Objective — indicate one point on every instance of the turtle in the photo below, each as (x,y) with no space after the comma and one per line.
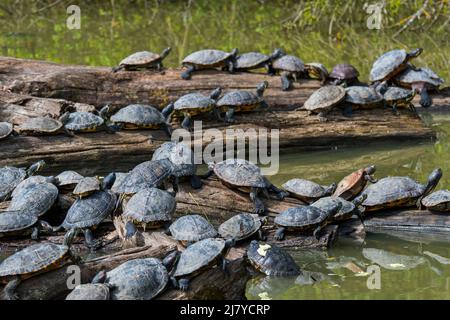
(6,129)
(10,177)
(352,185)
(394,192)
(304,219)
(306,190)
(208,59)
(290,68)
(149,208)
(242,226)
(242,101)
(271,260)
(256,60)
(323,100)
(421,80)
(191,228)
(191,105)
(143,60)
(33,260)
(391,63)
(245,176)
(198,257)
(182,159)
(438,201)
(14,223)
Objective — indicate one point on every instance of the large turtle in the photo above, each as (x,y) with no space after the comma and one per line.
(34,260)
(143,60)
(352,185)
(245,176)
(242,101)
(305,218)
(10,177)
(271,260)
(393,192)
(208,59)
(306,190)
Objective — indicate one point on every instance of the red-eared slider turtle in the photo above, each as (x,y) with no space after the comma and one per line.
(391,63)
(241,226)
(352,185)
(323,100)
(306,190)
(10,177)
(191,105)
(304,219)
(208,59)
(242,101)
(198,257)
(245,176)
(182,159)
(290,68)
(437,201)
(394,192)
(34,260)
(420,80)
(271,260)
(143,60)
(191,228)
(256,60)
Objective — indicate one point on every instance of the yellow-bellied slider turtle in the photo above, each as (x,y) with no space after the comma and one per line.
(143,60)
(305,218)
(393,192)
(242,101)
(306,190)
(271,260)
(208,59)
(34,260)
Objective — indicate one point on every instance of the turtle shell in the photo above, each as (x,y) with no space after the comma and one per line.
(272,260)
(83,121)
(90,211)
(150,206)
(192,228)
(240,173)
(198,256)
(139,116)
(137,279)
(240,226)
(325,98)
(33,259)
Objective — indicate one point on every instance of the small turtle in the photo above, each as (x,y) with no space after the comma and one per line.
(306,190)
(245,176)
(143,60)
(198,257)
(391,63)
(10,177)
(271,260)
(242,226)
(255,60)
(34,260)
(191,228)
(191,105)
(438,201)
(352,185)
(290,68)
(242,101)
(421,80)
(208,59)
(323,100)
(182,159)
(305,218)
(394,192)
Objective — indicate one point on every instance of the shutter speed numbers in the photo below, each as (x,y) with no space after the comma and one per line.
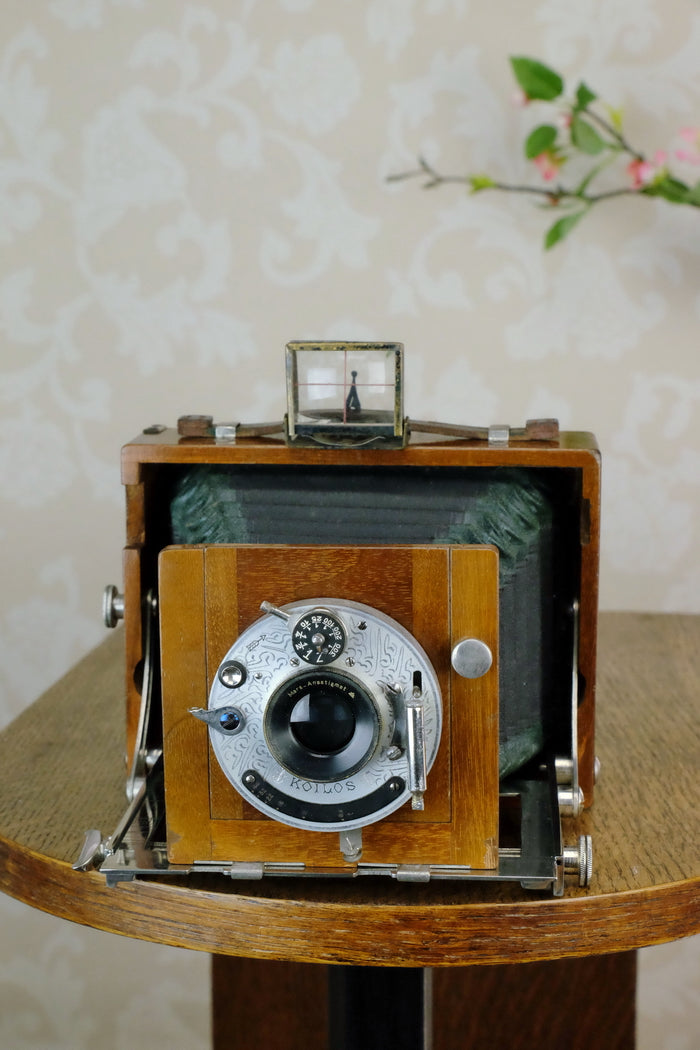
(318,637)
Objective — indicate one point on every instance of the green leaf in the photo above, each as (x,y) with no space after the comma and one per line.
(561,228)
(585,96)
(670,189)
(586,138)
(478,183)
(694,195)
(536,80)
(539,140)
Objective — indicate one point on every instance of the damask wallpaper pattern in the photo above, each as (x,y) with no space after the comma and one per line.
(184,187)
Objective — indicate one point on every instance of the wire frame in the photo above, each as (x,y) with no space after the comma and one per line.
(344,393)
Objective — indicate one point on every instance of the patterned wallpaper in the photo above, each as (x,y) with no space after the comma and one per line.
(184,187)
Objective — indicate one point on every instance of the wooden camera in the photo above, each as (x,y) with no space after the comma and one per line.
(357,644)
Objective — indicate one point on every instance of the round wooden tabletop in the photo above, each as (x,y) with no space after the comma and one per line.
(62,772)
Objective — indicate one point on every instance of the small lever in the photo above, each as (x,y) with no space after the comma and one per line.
(416,746)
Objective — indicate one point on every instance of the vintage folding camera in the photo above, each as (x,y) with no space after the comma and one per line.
(357,644)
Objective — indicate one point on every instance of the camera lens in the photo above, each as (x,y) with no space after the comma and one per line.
(321,725)
(322,721)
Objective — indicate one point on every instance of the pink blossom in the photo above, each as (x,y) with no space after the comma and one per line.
(548,164)
(691,135)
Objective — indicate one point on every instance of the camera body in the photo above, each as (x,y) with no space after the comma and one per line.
(349,658)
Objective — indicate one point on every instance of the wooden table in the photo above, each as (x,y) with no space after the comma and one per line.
(61,772)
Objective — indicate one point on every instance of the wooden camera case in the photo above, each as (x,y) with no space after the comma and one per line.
(208,590)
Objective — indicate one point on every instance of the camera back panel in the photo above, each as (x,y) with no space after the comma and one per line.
(440,594)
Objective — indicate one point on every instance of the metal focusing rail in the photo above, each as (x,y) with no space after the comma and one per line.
(135,847)
(538,862)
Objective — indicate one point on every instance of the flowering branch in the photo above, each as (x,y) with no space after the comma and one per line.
(579,130)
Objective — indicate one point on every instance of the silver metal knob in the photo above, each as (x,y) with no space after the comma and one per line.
(471,657)
(578,860)
(112,606)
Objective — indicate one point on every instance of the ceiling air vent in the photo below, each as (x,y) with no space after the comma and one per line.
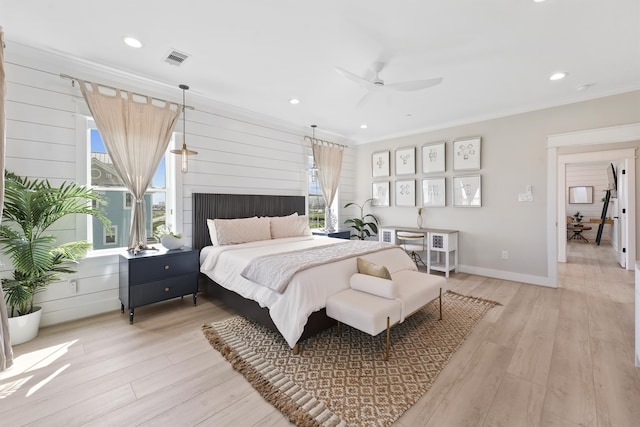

┄┄┄┄┄┄┄┄┄┄

With the images omitted, output all entries exactly as given.

→ **WRITTEN ANSWER**
Objective — indicate one point on every instance of the turtle in the photo below, each as (x,y) with no space after the comma and one per line.
(6,129)
(10,177)
(352,185)
(394,192)
(304,219)
(306,190)
(208,59)
(290,68)
(149,208)
(242,226)
(242,101)
(271,260)
(256,60)
(323,100)
(421,80)
(191,228)
(191,105)
(143,60)
(33,260)
(391,63)
(245,176)
(198,257)
(182,159)
(438,201)
(14,223)
Objective — indicate one point on every instance of the large turtle in the photo above, each as (x,y) with no space after the comma and one per line.
(34,260)
(143,60)
(352,185)
(245,176)
(242,101)
(305,218)
(10,177)
(271,260)
(393,192)
(208,59)
(306,190)
Objective — indicate one point on every instance of the red-eared slider turtle in the photo above, each as (x,y) with no space after the comma and one per line.
(391,63)
(241,226)
(352,185)
(323,100)
(306,190)
(10,177)
(191,105)
(304,219)
(208,59)
(242,101)
(198,257)
(245,176)
(182,159)
(290,68)
(437,201)
(394,192)
(34,260)
(420,80)
(271,260)
(143,60)
(191,228)
(256,60)
Objective — indicate one point on every instance of the yellow-bellied slider turtle in the photo above, each as (x,y) with no space after the comma and one per line.
(143,60)
(305,218)
(393,192)
(242,101)
(306,190)
(271,260)
(208,59)
(34,260)
Objective — indicate one point on every instance of the turtle shell in the photo above, each as (x,y) with no space after the comma and one per line.
(272,260)
(83,121)
(90,211)
(150,206)
(192,228)
(240,173)
(198,256)
(139,116)
(137,279)
(240,226)
(325,98)
(33,259)
Objective — indicate one point on every instance of the small turtle in the photo above, each as (x,y) with no space after the comma and one per line.
(306,190)
(245,176)
(143,60)
(198,257)
(391,63)
(10,177)
(271,260)
(242,226)
(255,60)
(34,260)
(191,228)
(191,105)
(438,201)
(352,185)
(290,68)
(242,101)
(421,80)
(208,59)
(323,100)
(182,159)
(305,218)
(394,192)
Objective — indicate one point on every instance of the shutter speed numbers in the photo below, each as (x,y) with no space after the comma and one per line.
(318,637)
Objective — indicate one point on every instance of the green leaf in the photo above, each as (x,y) with no space after the comma and one per line.
(561,228)
(585,96)
(670,189)
(586,138)
(478,183)
(694,195)
(536,80)
(539,140)
Objective — indicate one point on every instance of the damask wallpaper pattern in the photo above, each as (x,y) with no space after the comma and one per line.
(184,187)
Objective — indicate one point on every instance of the wire frame in the photo above, each as (x,y) with no space after the comma and one per line.
(344,393)
Objective — indicate one point on every instance of the patterned wallpaper in the photo above, each as (x,y) with no space after the comma and one per line.
(184,187)
Objective — indicate one point on every instance of the wooden camera in the photo above, each as (x,y) with no space after the comma and one per line.
(357,644)
Objective — indicate one point on every instance of the round wooden tabletop in the photo above, each as (x,y) with no space after the comma and one per line.
(62,772)
Objective — indicate one point on every instance of the small lever in the photo above, each as (x,y) with no space after the comma and one per line.
(416,746)
Objective — indicate one point on every instance of the vintage folding camera in the photo above, each as (x,y) with no space after the comma and one per line.
(357,644)
Objective — indicate one point on every instance of the camera lens in the photo above, each as (x,y) with no space after the comma and one per line.
(321,725)
(322,721)
Objective — indicate one point on every instance of the pink blossom in the photo above, each as (x,y) with no space after the comma and one per line.
(548,164)
(691,135)
Objective — indicate one point on every instance of the camera body in the photo above, each as (x,y) with no space after the comma and one per line.
(349,658)
Objective — indicate one point on every instance of the wooden table in the photo above, each as (x,y) with no space after the comma and one per line.
(61,772)
Objective — indicate one point on every instance of the wooden camera case in the photo above, each as (x,y) with no space after the comma and one per line.
(208,590)
Objective — indicate one point on every instance of the camera back panel in the photo above, each as (x,y) with no space after the comma and one per line.
(440,594)
Objective — indicate one point on every instance of the metal focusing rail in the photo above, each as (x,y) with no space after the comma and one per line.
(135,847)
(538,862)
Objective — indicate one point on every instance of the flowering branch in the photo above, each as (x,y) with no space after the comma and one per line.
(579,130)
Objective — indicate one point on every instance of the silver metal knob in the photo above, each as (x,y) with no space after the comma and one per line.
(471,657)
(578,860)
(112,606)
Objective — indicate one point on every instance of the ceiling air vent in the photo below, each as (x,y) with no space after the comma and one per line.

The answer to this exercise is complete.